== EXCERTO

Um dos debates que vai emergindo no panorama nacional é o de saber se o fenómeno populista, com laivos mais ou menos salientes de autoritarismo e mesmo de fascismo, que vemos surgir em tantas partes do mundo, constitui um cenário possível ou provável em Portugal.
O que vemos acontecer nos últimos anos nos Estados Unidos da América, na Hungria, na Polónia, nas Filipinas, na Venezuela ou na Itália, para só referir estes casos, ainda assim diferentes entre si, são sintomas de uma onda de que o Brasil é, nestes dias, o exemplo mais impactante.
Dir-se-ia que, em Portugal, o extremismo está controlado; que as instituições, apesar de tudo, funcionam; que foi, inclusivamente, possível romper, de forma pacífica, com uma ideia-feita – que o poder nunca poderia sair, sem risco de descalabro, do âmbito dos partidos do chamado centrão. Será que podemos estar sossegados?
Quem viu as imagens do ataque na Academia de Alcochete e o que são, em geral, as claques futebolísticas; quem vê a anomia de certas periferias dos grandes centros urbanos; as dificuldades de grande parte dos jovens encontrarem condições de autonomia e estabilidade, que lhes permitam viver e projectar o futuro; a repetição de casos de redes de corrupção envolvendo o poder político e económico ao mais alto nível; a desigualdade no acesso à justiça… quem observa tudo isto encontra razões para se questionar sobre se, verificadas certas condições, fenómenos análogos aos de outros países não podem vir a verificar-se em Portugal.

====
== DADOS DE ORIGEM

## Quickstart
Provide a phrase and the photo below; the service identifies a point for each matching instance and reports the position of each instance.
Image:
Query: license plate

====
== DADOS DE ORIGEM

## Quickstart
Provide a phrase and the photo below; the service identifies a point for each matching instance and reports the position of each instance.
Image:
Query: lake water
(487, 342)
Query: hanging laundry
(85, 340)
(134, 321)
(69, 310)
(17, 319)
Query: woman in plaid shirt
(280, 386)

====

ENUNCIADO DO EXERCÍCIO ▸ Transcreva na íntegra, sem qualquer alteração, o excerto acima sobre o risco de populismo em Portugal.

TAREFA CONCLUÍDA ▸
Um dos debates que vai emergindo no panorama nacional é o de saber se o fenómeno populista, com laivos mais ou menos salientes de autoritarismo e mesmo de fascismo, que vemos surgir em tantas partes do mundo, constitui um cenário possível ou provável em Portugal.
O que vemos acontecer nos últimos anos nos Estados Unidos da América, na Hungria, na Polónia, nas Filipinas, na Venezuela ou na Itália, para só referir estes casos, ainda assim diferentes entre si, são sintomas de uma onda de que o Brasil é, nestes dias, o exemplo mais impactante.
Dir-se-ia que, em Portugal, o extremismo está controlado; que as instituições, apesar de tudo, funcionam; que foi, inclusivamente, possível romper, de forma pacífica, com uma ideia-feita – que o poder nunca poderia sair, sem risco de descalabro, do âmbito dos partidos do chamado centrão. Será que podemos estar sossegados?
Quem viu as imagens do ataque na Academia de Alcochete e o que são, em geral, as claques futebolísticas; quem vê a anomia de certas periferias dos grandes centros urbanos; as dificuldades de grande parte dos jovens encontrarem condições de autonomia e estabilidade, que lhes permitam viver e projectar o futuro; a repetição de casos de redes de corrupção envolvendo o poder político e económico ao mais alto nível; a desigualdade no acesso à justiça… quem observa tudo isto encontra razões para se questionar sobre se, verificadas certas condições, fenómenos análogos aos de outros países não podem vir a verificar-se em Portugal.